» Anforderungen:
**1.** Übersetze den Satz „Die Aufhebung tritt mit Ablauf des 31. März 1981 in Kraft.“ aus dem ausgewählten Text ins Englische.
**2.** Schreib aus dem ausgewählten Text den Abschnitt zwischen „ArtII der Verordnung“ und „nicht als gesetzwidrig aufgehoben.“ ab, beide Stellen eingeschlossen.

══ Ausgewählter Text

B-VG Art7 Abs1 / Gesetz
B-VG Art18 Abs2
B-VG Art139 Abs3 erster Satz
B-VG Art139 Abs5
Tir BeitragsgruppenV 1976 ArtII
Tir BeitragsgruppenV 1973 ArtII Abs1, ArtII Abs2
Tir FremdenverkehrsG 1969 §32 Abs2, §32 Abs12
Tir FremdenverkehrsG 1976 §32 Abs4, §32 Abs18, §32 Abs20

Beachte

vgl. Kundmachung LGBl. 54/1980 am 14. November 1980; s. Anlaßfälle VfSlg. 8937/1980, 8994/1980

Leitsatz

Tir. Fremdenverkehrsgesetz; ArtII Abs1 Satz 1 und Abs2 der Beitragsgruppenverordnung 1973 und ArtII der Beitragsgruppenverordnung 1976; Anordnung der Rückwirkung ohne gesetzliche Ermächtigung

Spruch

I. ArtII Abs1 Satz 1 und Abs2 der Verordnung der Tir. Landesregierung vom 30. Jänner 1973, LGBl. 31, über die Einreihung der einzelnen Berufsgruppen der Pflichtmitglieder der Fremdenverkehrsverbände in die Beitragsgruppen (Beitragsgruppenverordnung 1973), und

ArtII der Verordnung der Tir. Landesregierung vom 27. Juli 1976, LGBl. 52, über die Einreihung der einzelnen Berufsgruppen der Pflichtmitglieder der Fremdenverkehrsverbände in die Beitragsgruppen (Beitragsgruppenverordnung 1976),

werden als gesetzwidrig aufgehoben.

Die Aufhebung tritt mit Ablauf des 31. März 1981 in Kraft.

Die Tir. Landesregierung ist zur unverzüglichen Kundmachung dieser Aussprüche im Landesgesetzblatt verpflichtet.

II. ArtII Abs1 Satz 2 der Beitragsgruppenverordnung 1973 wird nicht als gesetzwidrig aufgehoben.

════
══ Bereitgestelltes Material

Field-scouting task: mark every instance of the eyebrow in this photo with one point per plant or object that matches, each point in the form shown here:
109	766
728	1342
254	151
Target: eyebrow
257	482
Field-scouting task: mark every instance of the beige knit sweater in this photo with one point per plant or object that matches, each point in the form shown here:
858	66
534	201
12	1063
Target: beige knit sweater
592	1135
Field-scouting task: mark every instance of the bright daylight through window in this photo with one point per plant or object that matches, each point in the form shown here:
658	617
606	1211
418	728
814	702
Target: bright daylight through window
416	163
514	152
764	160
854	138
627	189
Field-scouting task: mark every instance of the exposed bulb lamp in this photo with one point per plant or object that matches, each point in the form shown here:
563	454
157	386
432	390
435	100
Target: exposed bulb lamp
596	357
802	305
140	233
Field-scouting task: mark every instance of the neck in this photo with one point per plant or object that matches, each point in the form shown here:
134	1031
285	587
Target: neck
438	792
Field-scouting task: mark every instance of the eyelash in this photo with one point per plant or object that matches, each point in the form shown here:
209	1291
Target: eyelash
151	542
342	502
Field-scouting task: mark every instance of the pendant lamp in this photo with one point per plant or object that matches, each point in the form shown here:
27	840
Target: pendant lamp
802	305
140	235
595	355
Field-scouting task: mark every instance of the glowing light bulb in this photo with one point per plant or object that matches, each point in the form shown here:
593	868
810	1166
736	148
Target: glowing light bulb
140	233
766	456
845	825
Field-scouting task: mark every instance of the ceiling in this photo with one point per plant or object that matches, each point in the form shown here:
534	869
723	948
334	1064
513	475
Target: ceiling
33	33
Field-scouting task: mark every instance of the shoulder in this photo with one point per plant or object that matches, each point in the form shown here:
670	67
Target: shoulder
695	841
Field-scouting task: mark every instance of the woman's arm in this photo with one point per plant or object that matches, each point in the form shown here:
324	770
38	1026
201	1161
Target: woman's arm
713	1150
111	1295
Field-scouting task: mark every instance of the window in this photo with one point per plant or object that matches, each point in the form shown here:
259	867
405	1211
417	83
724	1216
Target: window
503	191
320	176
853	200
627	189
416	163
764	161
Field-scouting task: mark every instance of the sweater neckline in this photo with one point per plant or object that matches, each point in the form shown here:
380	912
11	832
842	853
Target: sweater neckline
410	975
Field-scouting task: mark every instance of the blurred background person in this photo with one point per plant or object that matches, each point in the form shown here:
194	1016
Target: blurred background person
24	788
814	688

════

» Lösungen:
**1.** The repeal takes effect at the end of March 31, 1981.

**2.**
ArtII der Verordnung der Tir. Landesregierung vom 27. Juli 1976, LGBl. 52, über die Einreihung der einzelnen Berufsgruppen der Pflichtmitglieder der Fremdenverkehrsverbände in die Beitragsgruppen (Beitragsgruppenverordnung 1976),

werden als gesetzwidrig aufgehoben.

Die Aufhebung tritt mit Ablauf des 31. März 1981 in Kraft.

Die Tir. Landesregierung ist zur unverzüglichen Kundmachung dieser Aussprüche im Landesgesetzblatt verpflichtet.

II. ArtII Abs1 Satz 2 der Beitragsgruppenverordnung 1973 wird nicht als gesetzwidrig aufgehoben.